ACTION ITEM
In your copy of the data, include no pictures and alter nothing else.

DATA EXTRACTS
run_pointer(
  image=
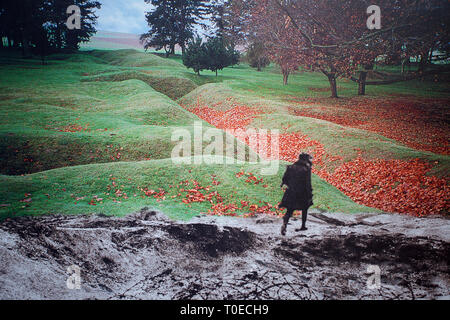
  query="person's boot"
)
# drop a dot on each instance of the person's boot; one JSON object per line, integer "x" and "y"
{"x": 283, "y": 229}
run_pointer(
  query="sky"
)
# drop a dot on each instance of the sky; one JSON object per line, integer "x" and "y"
{"x": 127, "y": 16}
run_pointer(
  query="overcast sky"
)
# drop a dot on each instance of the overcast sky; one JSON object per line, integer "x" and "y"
{"x": 126, "y": 16}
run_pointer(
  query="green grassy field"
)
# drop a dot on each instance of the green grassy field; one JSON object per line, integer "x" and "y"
{"x": 73, "y": 127}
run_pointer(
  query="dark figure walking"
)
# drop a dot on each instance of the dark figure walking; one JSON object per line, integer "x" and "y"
{"x": 298, "y": 195}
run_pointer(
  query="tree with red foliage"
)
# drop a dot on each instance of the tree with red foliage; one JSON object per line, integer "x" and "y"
{"x": 332, "y": 37}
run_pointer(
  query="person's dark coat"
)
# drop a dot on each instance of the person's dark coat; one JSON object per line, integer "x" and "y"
{"x": 299, "y": 194}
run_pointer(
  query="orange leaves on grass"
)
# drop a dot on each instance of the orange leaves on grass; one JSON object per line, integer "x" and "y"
{"x": 393, "y": 186}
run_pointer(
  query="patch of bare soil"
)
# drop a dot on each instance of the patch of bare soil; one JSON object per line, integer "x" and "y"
{"x": 148, "y": 256}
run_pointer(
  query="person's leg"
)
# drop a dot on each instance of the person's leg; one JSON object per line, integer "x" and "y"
{"x": 304, "y": 218}
{"x": 286, "y": 221}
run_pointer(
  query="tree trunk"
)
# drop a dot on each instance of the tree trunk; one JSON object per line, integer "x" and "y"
{"x": 25, "y": 47}
{"x": 423, "y": 62}
{"x": 285, "y": 77}
{"x": 362, "y": 83}
{"x": 333, "y": 85}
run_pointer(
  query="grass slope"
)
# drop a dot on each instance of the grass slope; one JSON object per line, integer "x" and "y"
{"x": 73, "y": 190}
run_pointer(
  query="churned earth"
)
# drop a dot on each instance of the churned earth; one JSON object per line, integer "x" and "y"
{"x": 148, "y": 256}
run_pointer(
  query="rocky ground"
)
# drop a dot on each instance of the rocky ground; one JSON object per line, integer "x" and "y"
{"x": 148, "y": 256}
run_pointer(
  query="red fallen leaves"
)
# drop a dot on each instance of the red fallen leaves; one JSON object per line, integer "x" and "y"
{"x": 251, "y": 178}
{"x": 239, "y": 117}
{"x": 71, "y": 128}
{"x": 389, "y": 185}
{"x": 193, "y": 192}
{"x": 420, "y": 124}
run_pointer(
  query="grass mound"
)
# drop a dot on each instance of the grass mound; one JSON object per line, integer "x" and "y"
{"x": 173, "y": 87}
{"x": 181, "y": 191}
{"x": 132, "y": 58}
{"x": 395, "y": 177}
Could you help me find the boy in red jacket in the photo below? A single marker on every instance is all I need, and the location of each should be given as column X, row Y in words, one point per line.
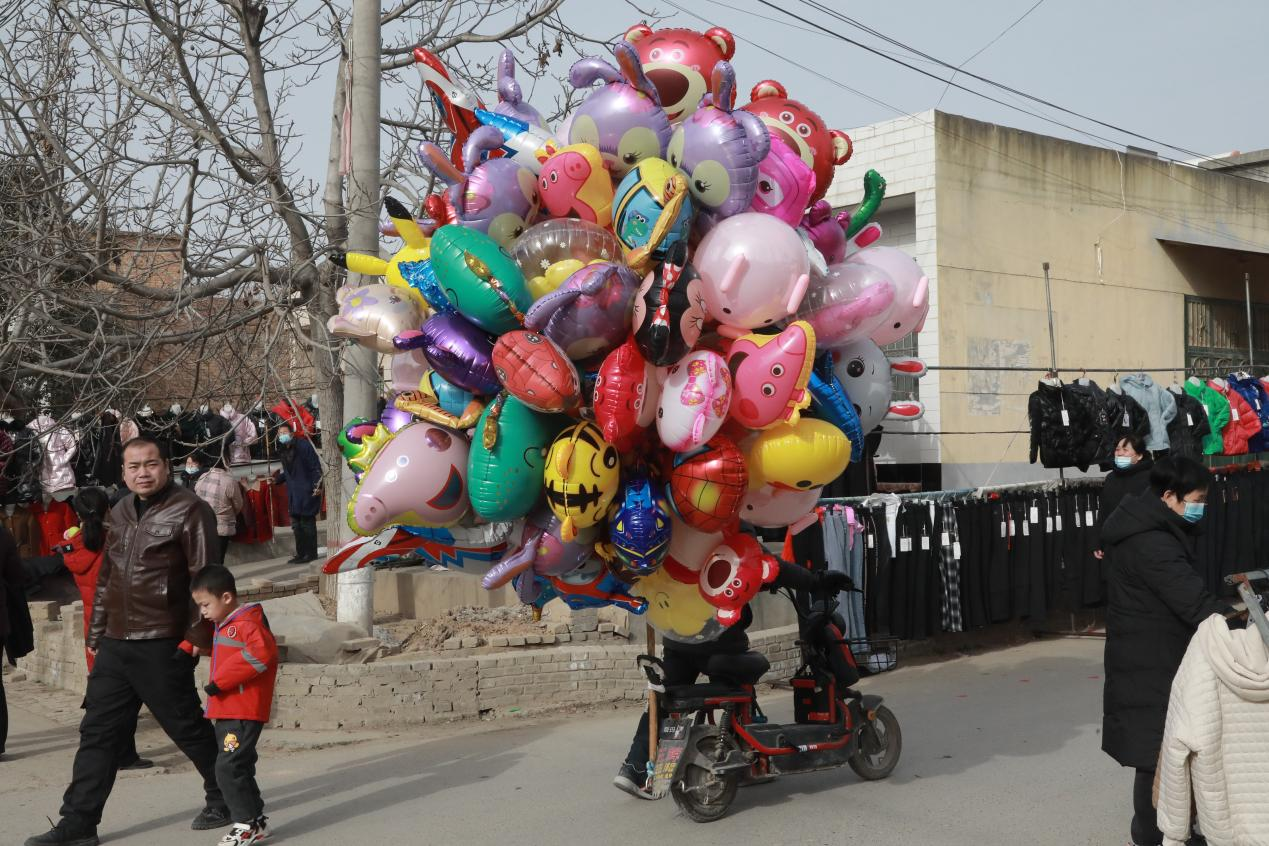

WRITTEN SOLUTION
run_pointer(
  image=
  query="person's boot"
)
# drop a dot on each instance of the person's boot; one JSON object per line, integer "x" and "y"
{"x": 283, "y": 229}
run_pointer(
  query="sky"
)
# drop a dot on each instance of the sky; one JSON object per line, integer "x" and "y"
{"x": 127, "y": 16}
run_pointer(
  query="overcast sky"
)
# drop a dot on each instance of the overcast sky; one JSON object per line, integer "x" and "y"
{"x": 126, "y": 16}
run_pointer(
  query="green grassy field"
)
# drop a dot on each instance of the green grassy field; one JSON object per line, integer "x" and "y"
{"x": 73, "y": 127}
run_pointer(
  query="dark figure walking"
)
# drop a dot on each instance of the dark figure walking; one JSON object per line, integer "x" and "y"
{"x": 298, "y": 195}
run_pointer(
  query="tree with red foliage"
)
# drop a dot on each instance of the tree with red foliage; one JSON object per line, integer "x" and "y"
{"x": 332, "y": 37}
run_pointer(
  query="person's dark coat"
)
# drop a dot on each instance of the person's dark coat; one JSON object per line, integer "x" and "y"
{"x": 299, "y": 194}
run_pointer(
  query="orange leaves on grass"
)
# drop a dot on each instance of the orange leaves on grass; one JSON object per line, integer "x" and "y"
{"x": 393, "y": 186}
run_pointer(
  query="patch of bare soil"
)
# drop a dot on each instance of the patch of bare soil; one JSON object per line, integer "x" and "y"
{"x": 148, "y": 256}
run_pointer(
  query="person's leg"
)
# drop a dot on each instance of the person's leg; one JSON object per line, integer "x" and "y"
{"x": 304, "y": 218}
{"x": 286, "y": 221}
run_pointer(
  query="tree trunk"
)
# drop a dot on each instance of the tree trunk; one JSON object per line, integer "x" and "y"
{"x": 25, "y": 47}
{"x": 423, "y": 62}
{"x": 285, "y": 77}
{"x": 362, "y": 83}
{"x": 333, "y": 85}
run_pointer(
  query="grass slope"
)
# drop a dot on each instance of the grass slope; one JSON object per line, integer "x" and "y"
{"x": 73, "y": 190}
run_pointer(
  query="churned earth"
)
# drop a dot on each instance of the churned earth; one JSON object per line, integer "x" and "y"
{"x": 148, "y": 256}
run_pointer(
  query="rocky ground"
)
# drop a dot on each instance of the rocky ground; one JSON object per line, integer "x" and "y"
{"x": 148, "y": 256}
run_pointer(
  query="red fallen leaves"
)
# drop a dot on each instance of the red fallen leaves; one JSON object per line, integer "x" and "y"
{"x": 251, "y": 178}
{"x": 239, "y": 117}
{"x": 71, "y": 128}
{"x": 389, "y": 185}
{"x": 193, "y": 192}
{"x": 420, "y": 124}
run_pointer(
  query="grass mound"
)
# drop a dot on each instance of the grass mound; one JSON object per line, integer "x" and "y"
{"x": 173, "y": 87}
{"x": 181, "y": 191}
{"x": 132, "y": 58}
{"x": 395, "y": 177}
Could you help me find the boy in red jacket in the photo below? A single marker on every instance is all I need, and the location of each should be given as column X, row Y in words, one point per line.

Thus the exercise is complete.